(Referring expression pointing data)

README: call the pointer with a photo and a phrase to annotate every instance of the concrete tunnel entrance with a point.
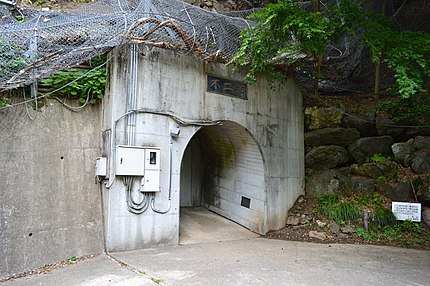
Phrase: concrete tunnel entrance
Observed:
(222, 170)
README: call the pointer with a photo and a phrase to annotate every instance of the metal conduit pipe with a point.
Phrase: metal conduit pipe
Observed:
(132, 205)
(176, 118)
(170, 182)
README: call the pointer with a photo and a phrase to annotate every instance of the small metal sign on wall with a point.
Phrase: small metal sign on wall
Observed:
(227, 87)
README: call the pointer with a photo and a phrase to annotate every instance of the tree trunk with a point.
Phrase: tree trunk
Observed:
(318, 63)
(315, 7)
(378, 62)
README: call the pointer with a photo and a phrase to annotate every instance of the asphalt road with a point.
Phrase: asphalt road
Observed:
(253, 261)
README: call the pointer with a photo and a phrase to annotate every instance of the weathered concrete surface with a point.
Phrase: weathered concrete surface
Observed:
(98, 271)
(256, 153)
(254, 261)
(198, 225)
(272, 262)
(50, 208)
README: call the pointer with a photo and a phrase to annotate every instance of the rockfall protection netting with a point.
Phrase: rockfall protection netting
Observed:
(50, 41)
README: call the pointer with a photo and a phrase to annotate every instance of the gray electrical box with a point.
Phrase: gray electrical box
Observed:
(101, 167)
(151, 180)
(140, 161)
(130, 161)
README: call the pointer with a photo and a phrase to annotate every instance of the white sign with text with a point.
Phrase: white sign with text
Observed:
(407, 211)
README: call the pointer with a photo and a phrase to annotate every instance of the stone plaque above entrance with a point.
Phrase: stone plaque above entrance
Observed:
(227, 87)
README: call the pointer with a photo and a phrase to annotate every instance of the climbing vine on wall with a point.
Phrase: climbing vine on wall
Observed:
(81, 84)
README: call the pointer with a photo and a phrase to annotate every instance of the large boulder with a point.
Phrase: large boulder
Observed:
(331, 136)
(364, 125)
(330, 181)
(396, 191)
(421, 162)
(403, 152)
(364, 148)
(322, 117)
(361, 184)
(423, 195)
(369, 170)
(326, 157)
(411, 132)
(421, 142)
(426, 215)
(386, 126)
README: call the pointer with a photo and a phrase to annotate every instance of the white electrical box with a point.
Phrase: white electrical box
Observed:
(101, 167)
(130, 161)
(140, 161)
(151, 180)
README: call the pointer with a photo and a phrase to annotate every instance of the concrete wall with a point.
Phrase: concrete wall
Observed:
(50, 207)
(269, 125)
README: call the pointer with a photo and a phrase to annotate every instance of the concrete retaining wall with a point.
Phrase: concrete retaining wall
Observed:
(50, 207)
(268, 125)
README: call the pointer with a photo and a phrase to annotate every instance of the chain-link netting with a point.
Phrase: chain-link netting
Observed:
(47, 42)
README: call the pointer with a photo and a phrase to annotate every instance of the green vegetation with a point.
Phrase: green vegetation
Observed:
(378, 158)
(157, 280)
(414, 110)
(12, 59)
(80, 84)
(339, 210)
(286, 34)
(381, 225)
(271, 41)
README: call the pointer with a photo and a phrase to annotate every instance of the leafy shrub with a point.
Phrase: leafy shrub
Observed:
(339, 210)
(414, 110)
(12, 58)
(378, 158)
(384, 216)
(79, 83)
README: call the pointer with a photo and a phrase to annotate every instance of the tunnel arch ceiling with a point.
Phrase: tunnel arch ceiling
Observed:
(223, 170)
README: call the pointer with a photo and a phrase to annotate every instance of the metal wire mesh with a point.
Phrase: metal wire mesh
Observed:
(47, 42)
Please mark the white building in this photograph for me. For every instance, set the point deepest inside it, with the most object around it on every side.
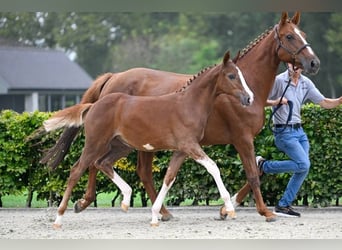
(39, 79)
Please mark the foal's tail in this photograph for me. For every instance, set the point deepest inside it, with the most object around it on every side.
(69, 117)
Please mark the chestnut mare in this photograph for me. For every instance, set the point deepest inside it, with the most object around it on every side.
(119, 123)
(229, 123)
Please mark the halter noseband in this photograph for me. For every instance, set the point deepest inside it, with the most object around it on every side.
(281, 45)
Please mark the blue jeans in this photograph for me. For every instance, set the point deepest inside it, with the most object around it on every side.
(295, 144)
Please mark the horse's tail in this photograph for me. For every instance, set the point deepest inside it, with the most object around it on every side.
(69, 117)
(93, 92)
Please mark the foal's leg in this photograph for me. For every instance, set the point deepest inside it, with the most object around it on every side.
(245, 147)
(176, 161)
(90, 194)
(144, 170)
(75, 174)
(105, 165)
(212, 168)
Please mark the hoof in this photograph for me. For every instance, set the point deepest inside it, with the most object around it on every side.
(232, 214)
(78, 208)
(124, 207)
(166, 217)
(224, 213)
(56, 226)
(234, 202)
(271, 218)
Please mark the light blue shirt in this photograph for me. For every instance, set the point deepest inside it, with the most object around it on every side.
(304, 91)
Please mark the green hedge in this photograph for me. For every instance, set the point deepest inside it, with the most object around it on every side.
(21, 172)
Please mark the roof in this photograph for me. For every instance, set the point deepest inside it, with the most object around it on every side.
(40, 69)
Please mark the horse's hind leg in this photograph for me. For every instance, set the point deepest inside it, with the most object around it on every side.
(176, 161)
(212, 168)
(75, 174)
(105, 165)
(90, 194)
(144, 170)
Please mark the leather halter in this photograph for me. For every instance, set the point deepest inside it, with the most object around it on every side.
(293, 53)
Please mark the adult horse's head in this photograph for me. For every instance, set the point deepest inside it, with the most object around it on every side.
(292, 45)
(232, 81)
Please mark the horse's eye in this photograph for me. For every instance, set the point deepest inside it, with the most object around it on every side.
(289, 37)
(231, 76)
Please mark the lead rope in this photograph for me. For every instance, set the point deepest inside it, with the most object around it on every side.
(290, 103)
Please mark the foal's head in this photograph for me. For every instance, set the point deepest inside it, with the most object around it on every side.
(292, 46)
(231, 81)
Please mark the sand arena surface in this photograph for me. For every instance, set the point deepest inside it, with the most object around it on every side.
(188, 223)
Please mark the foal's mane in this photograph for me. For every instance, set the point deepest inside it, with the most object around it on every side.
(256, 41)
(194, 77)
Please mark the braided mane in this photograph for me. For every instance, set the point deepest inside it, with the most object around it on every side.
(253, 43)
(194, 77)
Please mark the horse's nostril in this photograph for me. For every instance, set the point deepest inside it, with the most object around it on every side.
(315, 63)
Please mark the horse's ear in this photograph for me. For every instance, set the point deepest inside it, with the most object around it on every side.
(226, 57)
(236, 57)
(284, 17)
(296, 18)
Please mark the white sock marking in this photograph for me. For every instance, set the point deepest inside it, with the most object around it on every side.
(245, 85)
(126, 190)
(212, 168)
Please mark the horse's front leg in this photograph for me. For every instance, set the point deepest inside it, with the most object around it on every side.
(90, 194)
(75, 174)
(212, 168)
(175, 163)
(245, 147)
(144, 170)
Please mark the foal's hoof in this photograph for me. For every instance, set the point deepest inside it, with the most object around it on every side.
(78, 207)
(271, 218)
(124, 207)
(224, 213)
(154, 224)
(166, 217)
(56, 226)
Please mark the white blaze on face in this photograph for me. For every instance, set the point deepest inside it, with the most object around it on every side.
(148, 146)
(304, 41)
(245, 86)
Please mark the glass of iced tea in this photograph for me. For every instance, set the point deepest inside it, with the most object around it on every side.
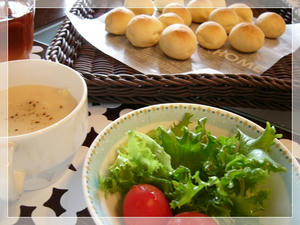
(16, 20)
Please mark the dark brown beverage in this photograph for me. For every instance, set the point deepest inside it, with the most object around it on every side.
(19, 19)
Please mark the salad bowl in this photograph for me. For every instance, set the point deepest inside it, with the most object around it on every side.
(280, 207)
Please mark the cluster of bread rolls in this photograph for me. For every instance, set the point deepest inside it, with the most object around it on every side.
(171, 31)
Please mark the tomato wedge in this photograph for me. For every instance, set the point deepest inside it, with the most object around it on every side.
(145, 200)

Problem description »
When a line among the entries above contains "pipe", copy it.

Result of this exercise »
README: call the pointer with a photo and a phrase to annotate every instance of the metal conduit pipe with a point.
Phrase: metal conduit pipe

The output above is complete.